[Provided material Boundary: Start]

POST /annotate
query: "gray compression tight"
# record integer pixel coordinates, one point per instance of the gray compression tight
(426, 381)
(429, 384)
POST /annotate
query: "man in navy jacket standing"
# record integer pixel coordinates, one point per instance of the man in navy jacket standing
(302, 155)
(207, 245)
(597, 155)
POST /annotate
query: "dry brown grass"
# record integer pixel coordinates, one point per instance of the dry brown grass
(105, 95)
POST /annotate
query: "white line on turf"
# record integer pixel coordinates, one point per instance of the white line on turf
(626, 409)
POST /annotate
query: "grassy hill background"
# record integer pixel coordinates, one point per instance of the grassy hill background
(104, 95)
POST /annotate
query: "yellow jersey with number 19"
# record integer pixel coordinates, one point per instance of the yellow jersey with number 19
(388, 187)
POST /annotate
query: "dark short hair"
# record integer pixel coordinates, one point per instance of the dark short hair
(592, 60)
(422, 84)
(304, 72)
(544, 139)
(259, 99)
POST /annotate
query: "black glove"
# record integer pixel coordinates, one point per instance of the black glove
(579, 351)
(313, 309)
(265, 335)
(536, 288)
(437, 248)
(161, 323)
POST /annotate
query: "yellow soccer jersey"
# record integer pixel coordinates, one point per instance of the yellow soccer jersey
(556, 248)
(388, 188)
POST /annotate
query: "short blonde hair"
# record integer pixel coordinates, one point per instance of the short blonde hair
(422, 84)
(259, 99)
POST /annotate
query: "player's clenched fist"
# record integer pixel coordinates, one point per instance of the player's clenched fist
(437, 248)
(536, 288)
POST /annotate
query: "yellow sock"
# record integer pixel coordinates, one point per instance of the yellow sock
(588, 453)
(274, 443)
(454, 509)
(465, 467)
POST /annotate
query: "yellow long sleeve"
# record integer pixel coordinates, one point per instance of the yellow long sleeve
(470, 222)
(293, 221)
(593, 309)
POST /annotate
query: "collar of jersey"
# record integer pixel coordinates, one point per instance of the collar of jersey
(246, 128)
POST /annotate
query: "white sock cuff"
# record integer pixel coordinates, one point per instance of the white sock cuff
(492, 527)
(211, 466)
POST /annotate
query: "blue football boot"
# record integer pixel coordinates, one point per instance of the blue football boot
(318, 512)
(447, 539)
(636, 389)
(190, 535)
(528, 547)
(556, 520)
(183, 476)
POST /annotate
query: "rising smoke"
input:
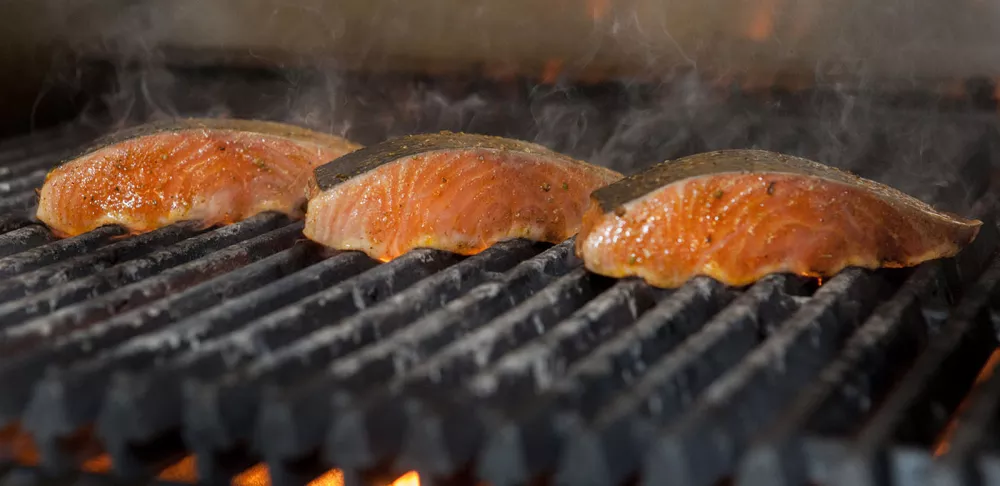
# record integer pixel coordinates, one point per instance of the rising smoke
(670, 103)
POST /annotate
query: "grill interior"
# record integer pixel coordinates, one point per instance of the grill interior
(216, 350)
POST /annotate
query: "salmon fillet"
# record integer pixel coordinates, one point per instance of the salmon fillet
(213, 171)
(448, 191)
(738, 215)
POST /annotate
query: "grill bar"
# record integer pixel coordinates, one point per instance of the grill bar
(77, 267)
(128, 272)
(604, 449)
(243, 343)
(964, 335)
(65, 402)
(688, 449)
(526, 440)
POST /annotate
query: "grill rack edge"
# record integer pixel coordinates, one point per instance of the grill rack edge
(610, 357)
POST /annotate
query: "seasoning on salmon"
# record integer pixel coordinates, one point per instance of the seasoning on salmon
(449, 191)
(213, 171)
(738, 215)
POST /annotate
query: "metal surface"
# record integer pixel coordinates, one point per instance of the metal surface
(247, 343)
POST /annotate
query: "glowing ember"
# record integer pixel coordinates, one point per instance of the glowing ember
(333, 477)
(99, 464)
(254, 476)
(258, 476)
(409, 479)
(182, 471)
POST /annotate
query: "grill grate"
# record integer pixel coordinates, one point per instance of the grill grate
(248, 343)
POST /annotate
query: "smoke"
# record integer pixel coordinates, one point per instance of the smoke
(919, 145)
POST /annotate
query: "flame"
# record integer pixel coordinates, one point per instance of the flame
(99, 464)
(18, 446)
(333, 477)
(944, 440)
(255, 475)
(409, 479)
(258, 475)
(182, 471)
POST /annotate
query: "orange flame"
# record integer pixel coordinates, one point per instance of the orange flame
(257, 475)
(409, 479)
(944, 440)
(182, 471)
(99, 464)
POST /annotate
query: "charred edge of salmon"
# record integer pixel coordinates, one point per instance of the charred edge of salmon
(366, 159)
(284, 130)
(613, 196)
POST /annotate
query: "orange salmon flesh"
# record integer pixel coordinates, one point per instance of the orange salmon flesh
(739, 227)
(460, 200)
(216, 176)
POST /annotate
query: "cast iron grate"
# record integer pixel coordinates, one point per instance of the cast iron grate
(248, 343)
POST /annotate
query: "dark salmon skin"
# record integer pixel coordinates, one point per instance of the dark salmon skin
(213, 171)
(453, 192)
(738, 215)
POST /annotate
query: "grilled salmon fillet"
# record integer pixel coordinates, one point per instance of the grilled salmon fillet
(738, 215)
(448, 191)
(213, 171)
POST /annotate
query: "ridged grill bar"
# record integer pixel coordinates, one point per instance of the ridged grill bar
(247, 343)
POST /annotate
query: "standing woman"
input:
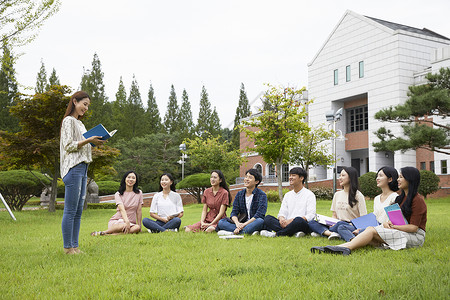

[Provided material Boundary: End]

What you need to do » Every line from the one holding "the dark salmon skin" through the final line of the data above is to be reproduced exactly, both ends included, with the pictures left out.

Worked solution »
# record integer pixel coordinates, one point per instance of the dark salmon skin
(213, 171)
(453, 192)
(738, 215)
POST /annotate
query: "grilled salmon fillet"
# record integer pixel coordinates, one point per instance of the grilled salmon fillet
(738, 215)
(448, 191)
(213, 171)
POST /annotate
query: "ridged grill bar"
# record integer pixel coordinates, one point per instance of the ridged grill bar
(247, 343)
POST /annotate
query: "standing woman"
input:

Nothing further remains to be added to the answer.